_Given text_
***

Great. And my follow up, as you mentioned, the brand relationships, you know, kind of porting over that strength to Footlocker. Can you kind of give us specific examples of what that means? Faster turns, obviously, access to exclusives, you know, really kind of what are the muscle that you're putting over from, from Dick to Footlocker. Thank you so much.

Ed Stack (Executive Chairman)

Sure. I think there's a number of things. The, the fact that Foot Locker will now have a different allocation of product that they didn't have before, access to certain products that they didn't have before in the confidence of these brands, that Foot Locker is a viable go forward business that can help them grow, which a number of them had lost. And they, we've talked about this, and they've talked to me about this, that they had really lost confidence in Foot Locker, that they didn't think Foot Locker was really going to be able to kind of present their product in the way that they wanted it presented, protect their brands. And with the relationship that they have, we have between Dick's's and Foot Locker, these brands, all these relationships have been, have been repaired. And what we've got from an allocation standpoint, what we've got from an exclusive standpoint on either styles and, or colors going forward, stories that we'll be able to tell around different athletes and around different aspects of what's going on in sport or sneaker culture is very different. And you'll see a lot of that start to come to life to even greater degree in Q1 of next year. Is we're, we're bidding to beginning to build those assortments now. But it's an entirely different relationship with the brands. And if you talk to the group in Foot Locker, the buyers, the stripers, etc. They'll see a very different brand relationships going forward in the past and then going forward.

Adrian Yee (Equity Analyst)

Fantastic. Thank you very much. Best of luck. Thank you.

OPERATOR

Our next question comes from the line of Bob Durbal with btig. Your line is open. Please go ahead.

Bob Durbal (Equity Analyst)

Hi, good morning. Thanks for taking the question. I was wondering if you could expand a bit more on the core Dick's sporting goods segment. The gross margin performance and the decline that we saw this quarter.

Navdeep Gupta (Chief Financial Officer)

***

_Recorded data_
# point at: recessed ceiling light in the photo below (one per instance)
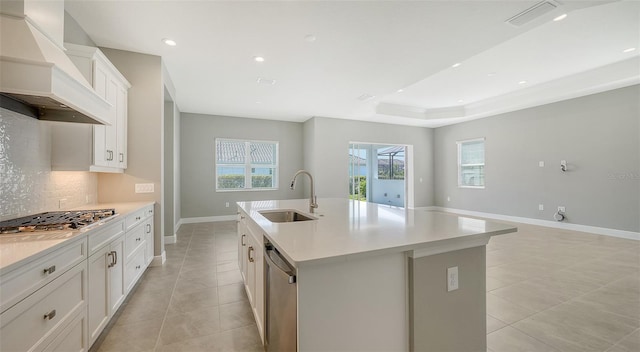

***

_To-do list_
[A] In the earnings call transcript, when does Ed Stack say much of the new brand work will start to come to life to an even greater degree?
[B] Summarize the earnings call transcript in three sentences.
[C] Please go on with the earnings call transcript from its last line.

_Answers to the exercise_
[A] In Q1 of next year.

[B] An analyst asks how the strength of Dick's brand relationships is being carried over to Foot Locker. Ed Stack answers that brands had lost confidence in Foot Locker, but those relationships have been repaired, giving Foot Locker different product allocation, access to products it lacked before, and exclusive styles or colors. Another analyst, Bob Durbal, then asks about the decline in gross margin in the core Dick's Sporting Goods segment this quarter.

[C]
About the Dick's gross margin climbed about 35 basis points on a year over year basis. Two big drivers on that and both in line with our expectation. The first is the headwind that we saw in supply chain expenses. Firstly, as you can anticipate with the higher fuel cost, that was a headwind on a year over year basis as well. As we opened our sixth distribution center in Q1 and it was in the tail end of Q1. Really excited to have had that new infrastructure available to be able to service the athletes and a market much more efficient way as well as serve our stores. However, that did end with a little bit of a headwind on a year over year basis when you open that fixed infrastructure. Outside of that, we saw a little bit of a mix headwind driven by the fact like Lauren talked about the exciting new business and a tremendous amount of growth opportunity we see in the trading card business. It's bringing in new customer, it's allowing us to go and kind of tap the market around the collectibles as well as trading cards. However, that does come with a slightly lower gross margin and that was a mixed impact that you saw in Q1. I'll finish by saying if you look at our outlook that we have shared for the full year, we expect our gross margin to expand now with the updated outlook that we have provided.

Bob Durbal (Equity Analyst)

Great, thank you. And then if I could just ask one more question on the basketball business. Can you talk about maybe what you're seeing at the Dick segment versus what you're seeing at the Footlocker stores In basketball?

Ed Stack (Executive Chairman)

Sure. Basketball business is coming back. You know, basketball had it slowed down a little bit. The basketball business is coming back in a really big fashion and really built around the women's basketball business. Whether that's Sabrina Ionescu and A'ja Wilson, that group of athletes have had a real impact and boys and girls, young men and women are buying that Product and we're pretty excited about it around the Dick's business. We're very excited about it around the Foot Locker business. So basketball is going to be quite good and we're pretty excited about it across both banners. Great. Thank you very much.

OPERATOR

Our next question comes from the line of Michael Lasser with ubs. Your line is open. Please go ahead.

Michael Lasser (Equity Analyst)

Good morning. Thank you so much for taking my question on the outlook for the core Dick's business. You mentioned that you expect the gross margin to improve over the course of the year. Presumably collectibles will remain a source of pressure. So what do you expect outside of the supply chain drag becoming less of an impact? What do you expect the offset will be from this collectibles pressure and any other driver that you're considering over the course of the next few quarters? Thank you.

Navdeep Gupta (Chief Financial Officer)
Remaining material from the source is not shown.